-- start DATA SHOWN --

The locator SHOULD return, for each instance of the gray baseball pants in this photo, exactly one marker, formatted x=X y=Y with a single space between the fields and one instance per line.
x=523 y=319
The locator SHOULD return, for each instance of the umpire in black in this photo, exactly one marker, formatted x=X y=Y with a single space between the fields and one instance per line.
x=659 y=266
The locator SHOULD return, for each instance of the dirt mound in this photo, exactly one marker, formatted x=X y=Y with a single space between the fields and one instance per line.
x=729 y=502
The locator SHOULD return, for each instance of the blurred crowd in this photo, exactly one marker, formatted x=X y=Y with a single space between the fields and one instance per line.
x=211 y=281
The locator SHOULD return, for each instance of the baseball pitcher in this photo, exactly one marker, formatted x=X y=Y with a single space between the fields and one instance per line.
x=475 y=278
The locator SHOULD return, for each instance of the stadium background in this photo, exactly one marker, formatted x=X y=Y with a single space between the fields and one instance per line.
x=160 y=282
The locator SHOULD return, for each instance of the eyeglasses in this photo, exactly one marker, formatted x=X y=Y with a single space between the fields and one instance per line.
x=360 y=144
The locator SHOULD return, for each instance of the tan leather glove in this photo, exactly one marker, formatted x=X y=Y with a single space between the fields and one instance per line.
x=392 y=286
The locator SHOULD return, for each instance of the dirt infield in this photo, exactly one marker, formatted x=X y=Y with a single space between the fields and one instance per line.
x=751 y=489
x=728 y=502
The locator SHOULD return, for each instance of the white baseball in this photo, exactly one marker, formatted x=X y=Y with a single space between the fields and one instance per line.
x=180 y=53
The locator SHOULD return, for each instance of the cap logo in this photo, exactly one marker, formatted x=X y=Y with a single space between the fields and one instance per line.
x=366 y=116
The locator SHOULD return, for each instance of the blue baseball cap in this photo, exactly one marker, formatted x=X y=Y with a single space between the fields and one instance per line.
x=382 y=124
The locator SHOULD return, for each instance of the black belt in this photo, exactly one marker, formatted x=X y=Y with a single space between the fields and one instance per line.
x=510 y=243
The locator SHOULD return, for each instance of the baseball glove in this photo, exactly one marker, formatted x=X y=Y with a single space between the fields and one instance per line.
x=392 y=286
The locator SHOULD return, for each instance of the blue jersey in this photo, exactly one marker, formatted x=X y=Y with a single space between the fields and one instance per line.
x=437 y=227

-- end DATA SHOWN --

• **REQUIRED WORK**: Copy out every line of the data above, exactly as given.

• **ANSWER IN FULL**:
The locator SHOULD return, for each instance of the gray baseball pants in this photo, exactly one marker, formatted x=X y=Y with a single space between the fields and one instance per line.
x=523 y=319
The locator SHOULD return, for each instance of the umpire in black in this photo, exactly one marker, formatted x=X y=Y with a single space between the fields and one instance per line.
x=659 y=266
The locator SHOULD return, for each instance of the dirt mound in this photo, exactly one marker, formatted x=X y=Y with a single space between the fields and one instance per line.
x=729 y=502
The locator SHOULD return, for each instance of the blurred crowd in this photo, exactly one marker, formatted x=X y=Y with a single space between the fields and one instance per line.
x=211 y=281
The locator SHOULD return, for each instance of the baseball pitcher in this photo, exactly one marker, formatted x=X y=Y with a single space between the fields and one instance per line.
x=475 y=278
The locator SHOULD return, for each instance of the stadium background in this photo, exactly one marker, formatted x=X y=Y with a single space between the fields and one instance per line.
x=160 y=282
The locator SHOULD return, for each instance of the eyeglasses in this photo, exactly one marker, formatted x=X y=Y with a single space between the fields and one instance per line.
x=360 y=144
The locator SHOULD return, for each instance of the tan leather glove in this photo, exactly one marker, formatted x=X y=Y with a single space between the fields and one instance per line.
x=392 y=286
The locator SHOULD return, for each instance of the dirt infield in this photo, exactly one marker, formatted x=X y=Y with a single space between the fields and one instance per line.
x=751 y=489
x=728 y=502
The locator SHOULD return, for each instance of the white baseball in this photo, exactly one marker, formatted x=X y=Y with a single space between the fields and one instance per line.
x=180 y=53
The locator SHOULD return, for each instance of the cap logo in this photo, exactly one marker, formatted x=X y=Y with a single space between the fields and one instance per line.
x=366 y=116
The locator SHOULD return, for each instance of the blue baseball cap in this photo, exactly one marker, formatted x=X y=Y with a single space between the fields and one instance per line.
x=382 y=124
The locator SHOULD return, for each instance of the black belt in this photo, exactly one marker, formatted x=X y=Y with a single space between the fields and one instance per line.
x=510 y=243
The locator SHOULD return, for each instance of the baseball glove in this photo, exactly one marker, formatted x=X y=Y with a single space between the fields and one instance per line.
x=392 y=286
The locator SHOULD return, for each instance of the blue jersey in this photo, exactly one marker, formatted x=X y=Y with a single space between the fields and one instance per line.
x=437 y=227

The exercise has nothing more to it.